▶ _ÉNONCÉ_
Sélectionnez et recopiez toutes les lignes des items ci-dessous où figure le mot « egret ».

▶ _ITEMS FOURNIS_
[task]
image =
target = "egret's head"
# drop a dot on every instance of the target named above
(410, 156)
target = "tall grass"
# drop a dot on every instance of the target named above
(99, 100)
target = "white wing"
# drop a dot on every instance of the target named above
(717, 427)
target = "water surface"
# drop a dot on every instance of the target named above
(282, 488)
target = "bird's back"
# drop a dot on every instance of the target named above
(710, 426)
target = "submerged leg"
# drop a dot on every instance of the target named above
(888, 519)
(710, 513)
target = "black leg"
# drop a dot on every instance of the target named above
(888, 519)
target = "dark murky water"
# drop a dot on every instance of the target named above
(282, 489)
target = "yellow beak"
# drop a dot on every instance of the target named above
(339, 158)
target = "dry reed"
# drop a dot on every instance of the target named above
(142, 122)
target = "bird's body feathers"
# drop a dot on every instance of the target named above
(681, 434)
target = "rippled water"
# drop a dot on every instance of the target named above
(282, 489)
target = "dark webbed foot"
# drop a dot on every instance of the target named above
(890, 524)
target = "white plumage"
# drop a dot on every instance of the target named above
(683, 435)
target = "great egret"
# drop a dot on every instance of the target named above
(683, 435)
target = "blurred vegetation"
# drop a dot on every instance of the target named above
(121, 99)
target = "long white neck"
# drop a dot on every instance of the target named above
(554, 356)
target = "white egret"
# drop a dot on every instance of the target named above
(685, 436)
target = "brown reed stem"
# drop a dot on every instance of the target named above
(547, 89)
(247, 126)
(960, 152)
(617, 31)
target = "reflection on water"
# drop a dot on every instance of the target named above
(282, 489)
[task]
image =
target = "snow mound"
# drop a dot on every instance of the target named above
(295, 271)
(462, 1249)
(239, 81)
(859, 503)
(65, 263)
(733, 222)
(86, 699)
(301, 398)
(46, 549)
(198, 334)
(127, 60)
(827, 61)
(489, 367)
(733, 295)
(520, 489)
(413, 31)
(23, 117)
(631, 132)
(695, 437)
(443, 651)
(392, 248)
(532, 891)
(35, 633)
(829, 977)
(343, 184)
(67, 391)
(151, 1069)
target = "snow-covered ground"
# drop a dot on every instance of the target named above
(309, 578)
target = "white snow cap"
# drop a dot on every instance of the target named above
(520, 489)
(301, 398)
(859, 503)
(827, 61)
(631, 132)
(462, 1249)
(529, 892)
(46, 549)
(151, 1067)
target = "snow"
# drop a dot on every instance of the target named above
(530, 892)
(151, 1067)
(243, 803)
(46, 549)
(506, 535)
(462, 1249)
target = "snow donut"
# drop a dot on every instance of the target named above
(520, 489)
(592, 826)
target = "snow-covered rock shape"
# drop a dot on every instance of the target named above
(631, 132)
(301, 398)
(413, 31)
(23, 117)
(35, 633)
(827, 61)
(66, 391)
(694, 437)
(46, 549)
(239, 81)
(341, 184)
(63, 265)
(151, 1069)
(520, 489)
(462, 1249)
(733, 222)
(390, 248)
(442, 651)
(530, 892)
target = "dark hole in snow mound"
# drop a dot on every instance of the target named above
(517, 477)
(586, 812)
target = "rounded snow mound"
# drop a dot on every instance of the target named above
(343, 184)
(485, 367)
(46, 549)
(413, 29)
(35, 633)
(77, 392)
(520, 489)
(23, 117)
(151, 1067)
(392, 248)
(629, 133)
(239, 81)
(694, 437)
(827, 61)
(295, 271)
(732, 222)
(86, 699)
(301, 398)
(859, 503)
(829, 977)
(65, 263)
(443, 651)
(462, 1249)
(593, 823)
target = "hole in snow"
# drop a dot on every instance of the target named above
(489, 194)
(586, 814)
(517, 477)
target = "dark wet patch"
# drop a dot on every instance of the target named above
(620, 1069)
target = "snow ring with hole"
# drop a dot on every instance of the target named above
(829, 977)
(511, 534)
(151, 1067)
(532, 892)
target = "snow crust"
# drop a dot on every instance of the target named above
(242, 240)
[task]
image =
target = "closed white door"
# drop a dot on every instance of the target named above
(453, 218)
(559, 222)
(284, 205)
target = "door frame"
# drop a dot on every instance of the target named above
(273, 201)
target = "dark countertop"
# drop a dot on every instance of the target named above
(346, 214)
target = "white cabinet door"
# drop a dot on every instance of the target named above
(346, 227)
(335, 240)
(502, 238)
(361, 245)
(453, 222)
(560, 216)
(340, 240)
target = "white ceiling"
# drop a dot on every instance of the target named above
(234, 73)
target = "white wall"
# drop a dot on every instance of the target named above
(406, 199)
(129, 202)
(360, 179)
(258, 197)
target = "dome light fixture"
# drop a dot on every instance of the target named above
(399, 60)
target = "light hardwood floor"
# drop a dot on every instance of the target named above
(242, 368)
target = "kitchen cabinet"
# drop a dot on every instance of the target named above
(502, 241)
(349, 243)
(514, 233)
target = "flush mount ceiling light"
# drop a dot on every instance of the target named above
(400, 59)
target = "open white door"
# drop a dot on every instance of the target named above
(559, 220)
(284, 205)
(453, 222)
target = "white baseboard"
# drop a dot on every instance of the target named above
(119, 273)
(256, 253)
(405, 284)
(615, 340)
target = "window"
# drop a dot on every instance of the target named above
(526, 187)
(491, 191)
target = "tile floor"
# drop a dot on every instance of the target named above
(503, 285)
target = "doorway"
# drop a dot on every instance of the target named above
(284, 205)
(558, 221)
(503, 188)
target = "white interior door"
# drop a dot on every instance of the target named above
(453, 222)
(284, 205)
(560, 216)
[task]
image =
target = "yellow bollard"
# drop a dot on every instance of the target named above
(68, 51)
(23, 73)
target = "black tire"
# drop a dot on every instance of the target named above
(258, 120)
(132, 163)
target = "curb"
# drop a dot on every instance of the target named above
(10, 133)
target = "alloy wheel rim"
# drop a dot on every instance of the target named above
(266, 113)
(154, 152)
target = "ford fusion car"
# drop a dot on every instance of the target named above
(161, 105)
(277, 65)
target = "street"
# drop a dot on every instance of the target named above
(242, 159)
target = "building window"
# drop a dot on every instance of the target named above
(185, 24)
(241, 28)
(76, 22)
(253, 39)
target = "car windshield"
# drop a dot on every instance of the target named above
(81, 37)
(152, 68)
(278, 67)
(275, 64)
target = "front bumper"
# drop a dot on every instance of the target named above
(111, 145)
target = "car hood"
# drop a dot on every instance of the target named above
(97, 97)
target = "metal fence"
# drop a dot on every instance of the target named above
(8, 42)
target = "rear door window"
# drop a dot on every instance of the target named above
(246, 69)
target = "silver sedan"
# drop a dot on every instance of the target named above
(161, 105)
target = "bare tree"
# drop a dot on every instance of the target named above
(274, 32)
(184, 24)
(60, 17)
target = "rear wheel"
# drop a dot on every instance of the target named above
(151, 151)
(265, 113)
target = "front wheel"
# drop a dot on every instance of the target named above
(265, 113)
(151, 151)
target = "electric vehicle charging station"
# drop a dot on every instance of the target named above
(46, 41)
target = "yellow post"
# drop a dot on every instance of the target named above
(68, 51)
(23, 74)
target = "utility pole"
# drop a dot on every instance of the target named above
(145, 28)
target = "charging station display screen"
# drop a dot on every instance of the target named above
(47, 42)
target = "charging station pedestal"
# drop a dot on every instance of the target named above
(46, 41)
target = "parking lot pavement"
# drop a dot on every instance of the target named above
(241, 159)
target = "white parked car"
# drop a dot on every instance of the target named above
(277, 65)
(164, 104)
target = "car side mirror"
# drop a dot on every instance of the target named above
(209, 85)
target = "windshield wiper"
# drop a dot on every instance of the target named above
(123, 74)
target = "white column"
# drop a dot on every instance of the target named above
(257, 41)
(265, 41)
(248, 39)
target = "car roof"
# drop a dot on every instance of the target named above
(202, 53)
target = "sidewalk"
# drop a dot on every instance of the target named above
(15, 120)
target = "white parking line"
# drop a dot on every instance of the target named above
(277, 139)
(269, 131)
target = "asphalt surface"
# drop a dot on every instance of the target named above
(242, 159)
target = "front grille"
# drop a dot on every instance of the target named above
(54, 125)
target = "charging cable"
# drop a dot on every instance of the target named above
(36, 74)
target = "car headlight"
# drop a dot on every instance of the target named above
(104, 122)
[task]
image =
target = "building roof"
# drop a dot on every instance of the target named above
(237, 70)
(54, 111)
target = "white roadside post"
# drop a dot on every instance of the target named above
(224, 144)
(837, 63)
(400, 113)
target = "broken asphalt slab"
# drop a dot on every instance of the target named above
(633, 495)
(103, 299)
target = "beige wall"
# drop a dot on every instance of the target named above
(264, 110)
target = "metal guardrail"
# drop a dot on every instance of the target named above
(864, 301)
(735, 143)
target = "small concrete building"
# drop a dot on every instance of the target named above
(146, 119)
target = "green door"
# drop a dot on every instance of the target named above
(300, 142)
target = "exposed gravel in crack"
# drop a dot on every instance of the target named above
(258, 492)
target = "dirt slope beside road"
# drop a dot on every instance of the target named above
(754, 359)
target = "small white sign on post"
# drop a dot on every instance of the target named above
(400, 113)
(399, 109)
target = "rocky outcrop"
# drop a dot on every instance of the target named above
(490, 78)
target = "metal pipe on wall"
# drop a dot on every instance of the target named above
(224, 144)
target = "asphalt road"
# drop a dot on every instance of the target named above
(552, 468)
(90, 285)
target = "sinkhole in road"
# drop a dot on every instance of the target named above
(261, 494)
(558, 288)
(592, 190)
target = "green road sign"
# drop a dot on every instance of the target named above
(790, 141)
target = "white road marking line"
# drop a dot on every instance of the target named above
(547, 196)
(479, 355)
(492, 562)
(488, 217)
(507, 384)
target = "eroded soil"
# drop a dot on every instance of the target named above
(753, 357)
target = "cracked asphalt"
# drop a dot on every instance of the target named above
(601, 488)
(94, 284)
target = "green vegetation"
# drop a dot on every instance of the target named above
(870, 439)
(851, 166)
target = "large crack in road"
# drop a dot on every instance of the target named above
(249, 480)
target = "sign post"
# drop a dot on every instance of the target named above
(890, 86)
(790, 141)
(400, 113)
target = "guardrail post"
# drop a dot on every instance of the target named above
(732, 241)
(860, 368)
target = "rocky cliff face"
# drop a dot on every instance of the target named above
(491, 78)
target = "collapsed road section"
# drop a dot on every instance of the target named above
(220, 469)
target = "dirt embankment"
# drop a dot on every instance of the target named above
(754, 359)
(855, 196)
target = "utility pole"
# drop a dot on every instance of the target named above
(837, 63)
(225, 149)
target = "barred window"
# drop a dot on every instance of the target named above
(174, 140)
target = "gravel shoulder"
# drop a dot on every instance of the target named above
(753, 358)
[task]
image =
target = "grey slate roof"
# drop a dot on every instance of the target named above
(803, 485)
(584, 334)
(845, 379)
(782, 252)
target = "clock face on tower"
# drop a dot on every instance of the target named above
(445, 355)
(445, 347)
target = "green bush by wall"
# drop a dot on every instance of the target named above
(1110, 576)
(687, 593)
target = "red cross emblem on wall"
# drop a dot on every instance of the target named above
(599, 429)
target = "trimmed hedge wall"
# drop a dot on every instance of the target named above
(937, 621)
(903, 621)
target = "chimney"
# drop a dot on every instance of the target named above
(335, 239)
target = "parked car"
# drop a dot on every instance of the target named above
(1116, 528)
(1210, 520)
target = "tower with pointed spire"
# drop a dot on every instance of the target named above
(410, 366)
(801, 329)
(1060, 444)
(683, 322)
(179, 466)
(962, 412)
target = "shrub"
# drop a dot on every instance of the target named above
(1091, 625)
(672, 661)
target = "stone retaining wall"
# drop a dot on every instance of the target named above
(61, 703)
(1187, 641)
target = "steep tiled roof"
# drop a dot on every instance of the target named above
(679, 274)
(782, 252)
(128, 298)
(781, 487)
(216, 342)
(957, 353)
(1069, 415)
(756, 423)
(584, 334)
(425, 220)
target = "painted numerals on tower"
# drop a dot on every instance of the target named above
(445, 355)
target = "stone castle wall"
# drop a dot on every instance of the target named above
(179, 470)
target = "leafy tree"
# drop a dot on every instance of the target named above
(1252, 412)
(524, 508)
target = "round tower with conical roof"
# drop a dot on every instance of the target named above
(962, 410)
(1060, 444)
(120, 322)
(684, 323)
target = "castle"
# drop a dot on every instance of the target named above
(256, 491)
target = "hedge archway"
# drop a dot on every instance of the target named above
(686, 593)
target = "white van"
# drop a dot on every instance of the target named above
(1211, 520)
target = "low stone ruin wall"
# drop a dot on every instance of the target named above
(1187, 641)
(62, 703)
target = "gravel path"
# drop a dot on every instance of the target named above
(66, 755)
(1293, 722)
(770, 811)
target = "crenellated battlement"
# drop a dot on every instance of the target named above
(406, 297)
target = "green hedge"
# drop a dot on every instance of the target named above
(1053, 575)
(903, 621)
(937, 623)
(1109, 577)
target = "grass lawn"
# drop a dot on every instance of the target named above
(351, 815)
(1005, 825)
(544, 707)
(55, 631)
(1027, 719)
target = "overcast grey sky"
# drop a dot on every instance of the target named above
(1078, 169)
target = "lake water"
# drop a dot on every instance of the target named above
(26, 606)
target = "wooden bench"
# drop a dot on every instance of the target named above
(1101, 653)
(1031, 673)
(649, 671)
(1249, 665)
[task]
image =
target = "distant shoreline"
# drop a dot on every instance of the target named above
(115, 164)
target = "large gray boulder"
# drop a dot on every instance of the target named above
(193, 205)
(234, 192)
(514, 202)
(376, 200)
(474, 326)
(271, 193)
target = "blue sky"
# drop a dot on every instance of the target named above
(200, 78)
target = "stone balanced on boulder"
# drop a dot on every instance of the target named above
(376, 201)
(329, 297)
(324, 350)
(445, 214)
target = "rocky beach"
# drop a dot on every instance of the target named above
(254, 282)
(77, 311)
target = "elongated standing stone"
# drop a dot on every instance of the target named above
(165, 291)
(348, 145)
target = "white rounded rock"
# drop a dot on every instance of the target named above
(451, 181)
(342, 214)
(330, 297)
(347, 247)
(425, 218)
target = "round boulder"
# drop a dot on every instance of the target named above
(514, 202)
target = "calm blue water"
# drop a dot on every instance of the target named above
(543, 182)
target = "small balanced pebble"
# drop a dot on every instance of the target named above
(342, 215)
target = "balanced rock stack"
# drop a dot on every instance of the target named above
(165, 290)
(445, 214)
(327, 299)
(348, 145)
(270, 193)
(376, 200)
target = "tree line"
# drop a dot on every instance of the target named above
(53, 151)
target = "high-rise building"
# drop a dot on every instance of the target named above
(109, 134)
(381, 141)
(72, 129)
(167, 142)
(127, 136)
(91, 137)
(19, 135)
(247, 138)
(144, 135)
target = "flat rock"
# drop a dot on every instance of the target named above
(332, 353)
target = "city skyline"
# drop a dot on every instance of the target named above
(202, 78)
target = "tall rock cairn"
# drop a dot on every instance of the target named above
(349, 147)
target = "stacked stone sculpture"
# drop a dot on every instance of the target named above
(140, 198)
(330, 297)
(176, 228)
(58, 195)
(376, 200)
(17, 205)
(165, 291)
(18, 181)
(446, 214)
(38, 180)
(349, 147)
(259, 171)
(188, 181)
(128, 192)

▶ _RÉPONSE_
target = "egret's head"
target = "great egret"
target = "white egret"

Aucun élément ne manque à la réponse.